> _Görev Ayrıntıları_
Öğelerde "target | dried seed pod" içeren satırdan "x=441 y=110" içeren satıra kadar, her iki uç da dahil olmak üzere bütün satırları yeniden yaz ve yanıtlardaki her x ve y koordinatını 24 artır. Bunların dışındaki hiçbir sayıyı değiştirme.

> _Verilen Veriler_
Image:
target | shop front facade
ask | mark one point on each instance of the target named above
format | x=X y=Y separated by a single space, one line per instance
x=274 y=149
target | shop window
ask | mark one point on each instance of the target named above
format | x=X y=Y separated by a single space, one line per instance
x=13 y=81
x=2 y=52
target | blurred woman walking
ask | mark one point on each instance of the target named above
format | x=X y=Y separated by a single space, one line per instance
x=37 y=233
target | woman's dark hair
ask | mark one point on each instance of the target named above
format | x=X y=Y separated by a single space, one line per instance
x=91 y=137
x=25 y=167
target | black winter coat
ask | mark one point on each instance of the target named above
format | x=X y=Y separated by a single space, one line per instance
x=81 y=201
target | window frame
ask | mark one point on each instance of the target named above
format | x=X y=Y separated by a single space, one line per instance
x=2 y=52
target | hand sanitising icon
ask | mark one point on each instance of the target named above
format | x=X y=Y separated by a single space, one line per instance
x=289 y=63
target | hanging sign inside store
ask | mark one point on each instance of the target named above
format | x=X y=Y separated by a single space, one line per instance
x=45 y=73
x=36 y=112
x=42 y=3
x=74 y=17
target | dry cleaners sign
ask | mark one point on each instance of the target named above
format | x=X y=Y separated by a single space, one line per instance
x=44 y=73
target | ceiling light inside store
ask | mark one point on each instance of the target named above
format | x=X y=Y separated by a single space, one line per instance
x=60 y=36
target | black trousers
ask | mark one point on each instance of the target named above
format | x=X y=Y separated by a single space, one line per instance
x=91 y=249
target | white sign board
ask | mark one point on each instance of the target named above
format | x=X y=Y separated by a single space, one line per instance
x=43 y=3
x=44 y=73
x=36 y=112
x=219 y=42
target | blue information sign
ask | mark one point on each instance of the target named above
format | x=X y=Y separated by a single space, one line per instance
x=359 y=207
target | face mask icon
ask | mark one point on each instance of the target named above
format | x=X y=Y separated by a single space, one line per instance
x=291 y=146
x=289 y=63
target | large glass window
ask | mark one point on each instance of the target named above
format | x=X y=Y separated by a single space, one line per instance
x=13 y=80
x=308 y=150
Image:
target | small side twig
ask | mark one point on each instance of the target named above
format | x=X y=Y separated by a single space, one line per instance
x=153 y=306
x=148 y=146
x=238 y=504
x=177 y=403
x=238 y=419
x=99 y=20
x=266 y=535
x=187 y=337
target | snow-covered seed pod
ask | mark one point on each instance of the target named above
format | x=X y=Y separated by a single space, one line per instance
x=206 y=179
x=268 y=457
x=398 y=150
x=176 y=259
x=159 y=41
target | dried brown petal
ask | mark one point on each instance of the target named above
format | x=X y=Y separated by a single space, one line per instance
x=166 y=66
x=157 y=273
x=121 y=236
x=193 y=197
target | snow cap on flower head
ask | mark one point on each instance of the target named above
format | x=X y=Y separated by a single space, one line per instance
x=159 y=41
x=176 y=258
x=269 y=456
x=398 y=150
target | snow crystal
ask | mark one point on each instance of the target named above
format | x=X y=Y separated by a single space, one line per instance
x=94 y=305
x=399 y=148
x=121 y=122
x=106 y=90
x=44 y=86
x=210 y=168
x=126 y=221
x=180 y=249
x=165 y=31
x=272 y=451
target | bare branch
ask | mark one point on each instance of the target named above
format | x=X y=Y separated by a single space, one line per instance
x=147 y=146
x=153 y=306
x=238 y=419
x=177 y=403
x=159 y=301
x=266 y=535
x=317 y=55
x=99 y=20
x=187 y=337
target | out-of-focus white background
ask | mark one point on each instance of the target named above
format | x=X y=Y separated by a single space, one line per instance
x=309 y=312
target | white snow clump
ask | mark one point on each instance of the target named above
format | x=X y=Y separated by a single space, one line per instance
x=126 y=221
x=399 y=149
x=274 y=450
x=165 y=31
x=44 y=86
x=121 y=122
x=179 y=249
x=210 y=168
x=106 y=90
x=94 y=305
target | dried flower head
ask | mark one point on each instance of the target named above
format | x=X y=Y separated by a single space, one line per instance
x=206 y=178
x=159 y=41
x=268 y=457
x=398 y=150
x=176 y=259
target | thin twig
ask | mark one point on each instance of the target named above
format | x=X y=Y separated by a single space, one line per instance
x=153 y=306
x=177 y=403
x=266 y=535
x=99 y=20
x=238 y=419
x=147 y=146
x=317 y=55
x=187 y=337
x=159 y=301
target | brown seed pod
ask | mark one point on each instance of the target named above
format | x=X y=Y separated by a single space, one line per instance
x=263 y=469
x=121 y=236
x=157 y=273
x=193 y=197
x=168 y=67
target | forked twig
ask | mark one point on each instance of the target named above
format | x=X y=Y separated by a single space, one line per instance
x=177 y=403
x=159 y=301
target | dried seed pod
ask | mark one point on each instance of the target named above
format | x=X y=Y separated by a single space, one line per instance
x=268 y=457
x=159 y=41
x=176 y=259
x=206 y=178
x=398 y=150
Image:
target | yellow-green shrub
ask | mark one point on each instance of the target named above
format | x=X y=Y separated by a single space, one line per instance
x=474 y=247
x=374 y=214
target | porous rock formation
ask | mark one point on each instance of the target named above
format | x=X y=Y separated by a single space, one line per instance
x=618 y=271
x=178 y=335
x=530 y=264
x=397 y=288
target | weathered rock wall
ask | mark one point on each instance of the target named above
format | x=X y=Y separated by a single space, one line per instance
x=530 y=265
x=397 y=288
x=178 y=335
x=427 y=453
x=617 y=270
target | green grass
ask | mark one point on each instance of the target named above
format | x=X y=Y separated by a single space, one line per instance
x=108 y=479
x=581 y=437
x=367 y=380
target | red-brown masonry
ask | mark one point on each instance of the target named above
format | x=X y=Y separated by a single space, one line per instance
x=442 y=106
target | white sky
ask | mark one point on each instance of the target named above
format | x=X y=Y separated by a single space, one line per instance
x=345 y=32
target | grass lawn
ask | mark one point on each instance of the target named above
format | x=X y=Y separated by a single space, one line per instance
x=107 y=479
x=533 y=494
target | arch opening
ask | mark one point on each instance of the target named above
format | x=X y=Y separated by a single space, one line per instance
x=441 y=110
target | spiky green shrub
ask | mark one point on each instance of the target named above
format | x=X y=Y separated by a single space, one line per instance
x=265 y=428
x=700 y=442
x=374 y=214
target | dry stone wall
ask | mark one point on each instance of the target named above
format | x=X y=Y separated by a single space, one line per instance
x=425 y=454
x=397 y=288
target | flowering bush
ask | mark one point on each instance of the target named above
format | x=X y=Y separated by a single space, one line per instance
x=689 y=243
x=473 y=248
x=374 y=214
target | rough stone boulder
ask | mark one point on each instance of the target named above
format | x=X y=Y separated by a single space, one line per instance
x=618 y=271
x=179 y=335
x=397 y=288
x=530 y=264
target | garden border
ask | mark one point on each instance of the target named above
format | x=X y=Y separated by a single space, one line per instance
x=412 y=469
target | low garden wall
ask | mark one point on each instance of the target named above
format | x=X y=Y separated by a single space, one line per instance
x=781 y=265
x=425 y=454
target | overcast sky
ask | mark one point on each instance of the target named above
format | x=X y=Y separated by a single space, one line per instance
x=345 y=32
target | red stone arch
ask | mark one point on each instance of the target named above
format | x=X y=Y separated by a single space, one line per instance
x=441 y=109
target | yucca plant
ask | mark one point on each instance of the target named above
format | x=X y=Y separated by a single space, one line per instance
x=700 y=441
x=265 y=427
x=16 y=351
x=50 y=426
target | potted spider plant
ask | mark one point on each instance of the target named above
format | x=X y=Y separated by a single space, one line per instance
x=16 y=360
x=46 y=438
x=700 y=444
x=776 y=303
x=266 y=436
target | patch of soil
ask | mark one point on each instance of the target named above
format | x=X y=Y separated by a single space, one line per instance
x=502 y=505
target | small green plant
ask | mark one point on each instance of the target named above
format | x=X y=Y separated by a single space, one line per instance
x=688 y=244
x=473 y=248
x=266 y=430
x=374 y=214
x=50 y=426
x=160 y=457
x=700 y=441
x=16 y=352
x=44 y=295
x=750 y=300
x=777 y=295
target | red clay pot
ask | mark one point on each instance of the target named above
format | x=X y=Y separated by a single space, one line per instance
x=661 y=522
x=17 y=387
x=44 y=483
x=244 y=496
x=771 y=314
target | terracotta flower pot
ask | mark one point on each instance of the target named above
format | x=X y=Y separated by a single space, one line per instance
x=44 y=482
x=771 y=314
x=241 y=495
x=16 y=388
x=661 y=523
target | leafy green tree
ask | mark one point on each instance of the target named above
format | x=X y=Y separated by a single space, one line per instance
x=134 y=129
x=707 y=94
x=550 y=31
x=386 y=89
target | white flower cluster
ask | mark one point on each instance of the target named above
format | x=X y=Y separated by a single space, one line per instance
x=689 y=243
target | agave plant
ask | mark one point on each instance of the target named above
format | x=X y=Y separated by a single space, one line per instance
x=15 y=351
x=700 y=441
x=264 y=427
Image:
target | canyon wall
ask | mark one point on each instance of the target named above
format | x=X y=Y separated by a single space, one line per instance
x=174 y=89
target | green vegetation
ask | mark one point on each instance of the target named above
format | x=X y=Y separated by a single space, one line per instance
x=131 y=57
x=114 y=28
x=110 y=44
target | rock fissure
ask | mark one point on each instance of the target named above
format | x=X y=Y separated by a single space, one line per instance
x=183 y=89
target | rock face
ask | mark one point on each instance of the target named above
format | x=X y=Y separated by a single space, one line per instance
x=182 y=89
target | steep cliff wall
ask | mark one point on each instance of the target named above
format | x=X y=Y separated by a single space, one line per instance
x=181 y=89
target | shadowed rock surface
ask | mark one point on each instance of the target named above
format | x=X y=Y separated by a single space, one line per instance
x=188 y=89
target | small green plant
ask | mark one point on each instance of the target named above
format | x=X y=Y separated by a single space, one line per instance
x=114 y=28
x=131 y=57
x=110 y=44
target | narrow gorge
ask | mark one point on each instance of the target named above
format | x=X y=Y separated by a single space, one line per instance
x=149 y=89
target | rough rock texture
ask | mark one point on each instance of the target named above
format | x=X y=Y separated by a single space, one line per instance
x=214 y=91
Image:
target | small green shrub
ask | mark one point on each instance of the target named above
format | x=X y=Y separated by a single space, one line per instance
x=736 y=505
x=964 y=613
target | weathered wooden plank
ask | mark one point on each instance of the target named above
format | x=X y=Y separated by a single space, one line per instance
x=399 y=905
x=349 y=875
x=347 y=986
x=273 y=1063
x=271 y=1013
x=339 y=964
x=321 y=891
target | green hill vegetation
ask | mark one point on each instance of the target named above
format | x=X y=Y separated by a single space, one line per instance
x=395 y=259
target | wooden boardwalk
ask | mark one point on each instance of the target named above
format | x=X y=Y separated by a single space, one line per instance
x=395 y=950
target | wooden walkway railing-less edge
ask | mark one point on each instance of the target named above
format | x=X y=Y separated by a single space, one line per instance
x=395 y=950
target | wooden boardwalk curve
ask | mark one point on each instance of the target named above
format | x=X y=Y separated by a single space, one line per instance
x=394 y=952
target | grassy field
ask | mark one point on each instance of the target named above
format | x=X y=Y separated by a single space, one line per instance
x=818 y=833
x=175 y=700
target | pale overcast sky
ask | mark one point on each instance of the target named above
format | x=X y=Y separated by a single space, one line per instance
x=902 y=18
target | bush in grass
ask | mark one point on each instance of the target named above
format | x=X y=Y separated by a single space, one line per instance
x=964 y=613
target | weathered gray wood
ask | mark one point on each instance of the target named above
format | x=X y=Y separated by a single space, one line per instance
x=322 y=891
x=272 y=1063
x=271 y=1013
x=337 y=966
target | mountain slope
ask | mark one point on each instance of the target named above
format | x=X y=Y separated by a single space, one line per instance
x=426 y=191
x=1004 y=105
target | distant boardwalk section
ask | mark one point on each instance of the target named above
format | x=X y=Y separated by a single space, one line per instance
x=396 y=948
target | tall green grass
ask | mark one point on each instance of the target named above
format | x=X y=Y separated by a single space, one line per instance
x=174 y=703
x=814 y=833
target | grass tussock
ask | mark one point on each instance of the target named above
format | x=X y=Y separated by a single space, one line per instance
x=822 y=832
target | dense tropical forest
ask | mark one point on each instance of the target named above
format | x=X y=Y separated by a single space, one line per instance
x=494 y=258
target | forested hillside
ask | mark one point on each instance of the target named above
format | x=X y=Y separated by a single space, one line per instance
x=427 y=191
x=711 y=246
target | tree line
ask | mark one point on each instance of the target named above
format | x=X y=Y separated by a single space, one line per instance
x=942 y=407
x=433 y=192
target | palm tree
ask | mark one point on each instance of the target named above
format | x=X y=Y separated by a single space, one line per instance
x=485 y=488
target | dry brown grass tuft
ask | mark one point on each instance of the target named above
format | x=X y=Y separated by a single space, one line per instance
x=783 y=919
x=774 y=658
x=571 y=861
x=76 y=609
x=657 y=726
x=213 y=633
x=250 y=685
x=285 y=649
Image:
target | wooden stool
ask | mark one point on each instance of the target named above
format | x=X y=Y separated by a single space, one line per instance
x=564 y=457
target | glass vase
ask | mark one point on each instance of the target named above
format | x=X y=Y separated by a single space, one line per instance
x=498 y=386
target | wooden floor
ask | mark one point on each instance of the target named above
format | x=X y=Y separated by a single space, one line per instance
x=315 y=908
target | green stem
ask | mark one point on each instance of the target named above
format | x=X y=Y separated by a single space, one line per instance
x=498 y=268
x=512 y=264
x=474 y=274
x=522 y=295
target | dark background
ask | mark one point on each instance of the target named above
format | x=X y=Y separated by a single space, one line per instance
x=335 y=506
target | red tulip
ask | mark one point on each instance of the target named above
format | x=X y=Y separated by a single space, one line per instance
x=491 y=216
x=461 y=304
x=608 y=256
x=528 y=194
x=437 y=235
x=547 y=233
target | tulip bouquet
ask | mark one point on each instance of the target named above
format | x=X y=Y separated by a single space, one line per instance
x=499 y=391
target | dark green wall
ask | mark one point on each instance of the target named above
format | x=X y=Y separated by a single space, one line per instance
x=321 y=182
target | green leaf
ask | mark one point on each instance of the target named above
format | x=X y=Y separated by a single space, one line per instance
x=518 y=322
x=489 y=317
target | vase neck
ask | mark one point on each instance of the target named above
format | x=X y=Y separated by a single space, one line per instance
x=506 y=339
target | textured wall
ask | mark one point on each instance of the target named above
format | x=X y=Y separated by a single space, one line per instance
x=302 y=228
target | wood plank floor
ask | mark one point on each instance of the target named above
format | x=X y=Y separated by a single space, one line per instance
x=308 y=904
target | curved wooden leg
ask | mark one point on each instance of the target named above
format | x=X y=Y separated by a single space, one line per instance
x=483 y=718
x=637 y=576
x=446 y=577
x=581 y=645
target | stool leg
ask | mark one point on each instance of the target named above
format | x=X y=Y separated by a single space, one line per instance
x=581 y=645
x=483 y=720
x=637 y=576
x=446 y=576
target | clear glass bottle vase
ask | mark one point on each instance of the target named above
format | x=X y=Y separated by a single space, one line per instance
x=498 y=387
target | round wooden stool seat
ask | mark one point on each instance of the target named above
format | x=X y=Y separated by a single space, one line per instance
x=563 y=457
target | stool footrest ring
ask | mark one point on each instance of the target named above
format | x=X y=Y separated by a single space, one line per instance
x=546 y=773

> _Yazılı Yanıt_
target | dried seed pod
ask | mark one point on each instance of the target named above
format | x=X y=Y separated by a single space, one line per instance
x=292 y=481
x=183 y=65
x=200 y=283
x=230 y=202
x=422 y=174
Image:
target | yellow-green shrub
ask | mark one point on each instance of the target named above
format | x=X y=Y separated by a single space, one line per instance
x=498 y=271
x=398 y=238
target | porous rock formation
ask | mark one point on each instance of the target named above
format | x=X y=Y separated by a single space, one line per instance
x=642 y=295
x=202 y=359
x=554 y=288
x=421 y=312
target | weathered rock wall
ask | mark one point on each instance of the target named above
format | x=X y=Y separated by a single space, one line per instance
x=554 y=289
x=421 y=312
x=202 y=359
x=451 y=477
x=641 y=294
target | green grass
ask | mark one point on each instance of the target named above
format | x=X y=Y separated by a single space, one line per instance
x=132 y=503
x=605 y=461
x=391 y=404
target | red-brown masonry
ask | mark one point on each instance of the target named above
format | x=X y=Y separated by a single space, one line per instance
x=466 y=130
target | white sky
ask | mark one point on each instance of the target named above
format | x=X y=Y separated by a single space, one line per instance
x=369 y=56
target | grass lawn
ask | mark one point on each instance of the target named above
format | x=X y=Y separated by a single space, one line per instance
x=131 y=503
x=557 y=518
target | arch opening
ask | mark one point on each instance of the target named above
format | x=X y=Y separated by a single space, one line per instance
x=465 y=134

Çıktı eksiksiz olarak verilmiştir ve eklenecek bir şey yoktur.